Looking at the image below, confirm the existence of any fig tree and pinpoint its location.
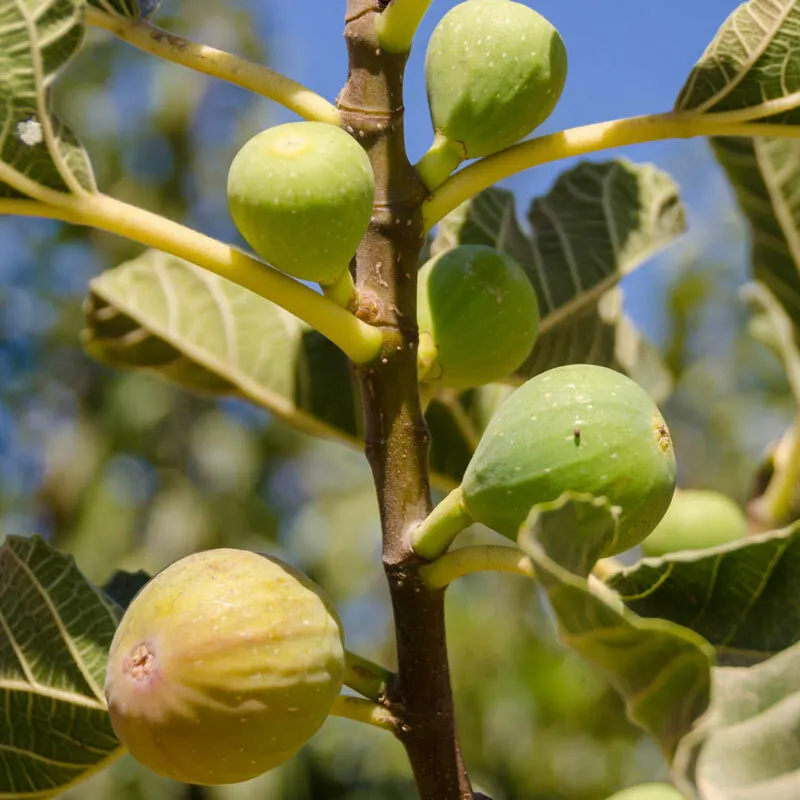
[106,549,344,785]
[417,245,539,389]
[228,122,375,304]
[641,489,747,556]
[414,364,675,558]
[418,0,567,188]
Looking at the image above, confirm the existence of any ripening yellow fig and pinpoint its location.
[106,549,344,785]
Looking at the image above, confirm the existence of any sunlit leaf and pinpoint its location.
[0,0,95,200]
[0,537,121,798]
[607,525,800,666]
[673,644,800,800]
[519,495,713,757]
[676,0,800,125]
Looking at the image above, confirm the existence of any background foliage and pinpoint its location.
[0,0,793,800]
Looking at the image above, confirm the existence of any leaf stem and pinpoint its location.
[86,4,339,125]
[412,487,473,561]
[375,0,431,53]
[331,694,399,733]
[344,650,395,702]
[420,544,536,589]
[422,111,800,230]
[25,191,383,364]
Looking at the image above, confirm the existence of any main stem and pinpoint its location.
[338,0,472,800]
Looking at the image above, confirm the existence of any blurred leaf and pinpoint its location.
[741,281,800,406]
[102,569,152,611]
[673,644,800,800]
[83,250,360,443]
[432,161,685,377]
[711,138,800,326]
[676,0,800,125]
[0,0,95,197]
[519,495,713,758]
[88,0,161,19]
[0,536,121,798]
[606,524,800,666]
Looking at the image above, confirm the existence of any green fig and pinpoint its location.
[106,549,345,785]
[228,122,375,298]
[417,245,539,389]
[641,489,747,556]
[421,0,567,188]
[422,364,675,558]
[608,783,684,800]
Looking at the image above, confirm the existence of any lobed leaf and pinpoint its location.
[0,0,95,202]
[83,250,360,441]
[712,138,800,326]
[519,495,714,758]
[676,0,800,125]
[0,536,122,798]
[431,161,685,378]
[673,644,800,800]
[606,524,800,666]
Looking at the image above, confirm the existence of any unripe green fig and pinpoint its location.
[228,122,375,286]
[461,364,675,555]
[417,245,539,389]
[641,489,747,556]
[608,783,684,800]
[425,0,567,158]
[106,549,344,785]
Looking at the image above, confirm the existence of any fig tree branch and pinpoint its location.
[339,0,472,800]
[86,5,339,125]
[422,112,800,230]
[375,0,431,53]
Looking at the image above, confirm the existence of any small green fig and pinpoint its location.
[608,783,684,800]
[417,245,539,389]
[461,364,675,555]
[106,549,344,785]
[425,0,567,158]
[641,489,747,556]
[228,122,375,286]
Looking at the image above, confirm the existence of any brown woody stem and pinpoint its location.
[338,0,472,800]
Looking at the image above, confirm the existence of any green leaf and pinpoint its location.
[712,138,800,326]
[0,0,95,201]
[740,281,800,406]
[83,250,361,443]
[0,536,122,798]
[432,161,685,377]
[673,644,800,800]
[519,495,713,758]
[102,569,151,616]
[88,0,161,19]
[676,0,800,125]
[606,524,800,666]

******************************

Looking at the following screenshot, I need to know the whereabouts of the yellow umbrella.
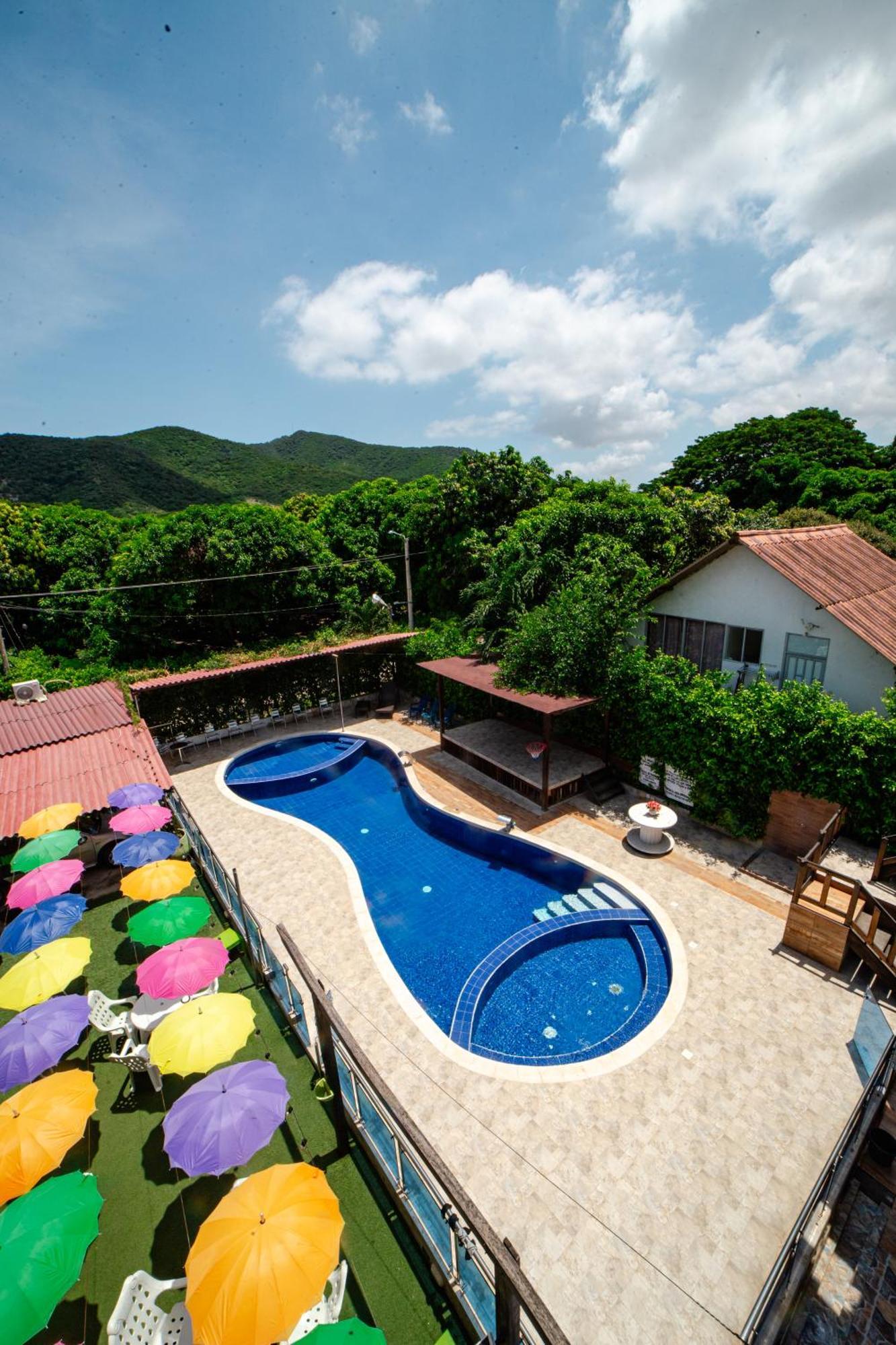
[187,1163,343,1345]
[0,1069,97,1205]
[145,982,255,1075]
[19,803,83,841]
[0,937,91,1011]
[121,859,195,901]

******************************

• Exercise objective:
Convert the stretch of records from the line containing "Looking at the following" through the line containing "[121,859,195,901]" into a Markdown table with the columns Row and Line, numbering each line and skipping blank lines. Leave the picture out of the table.

• Output for this task:
| Row | Line |
|---|---|
| 1 | Looking at the following screenshot, I need to know the whereabouts of the yellow umbrella. |
| 2 | [187,1163,343,1345] |
| 3 | [0,1069,97,1205] |
| 4 | [145,982,255,1075] |
| 5 | [19,803,83,841] |
| 6 | [0,937,91,1011] |
| 7 | [121,859,195,901] |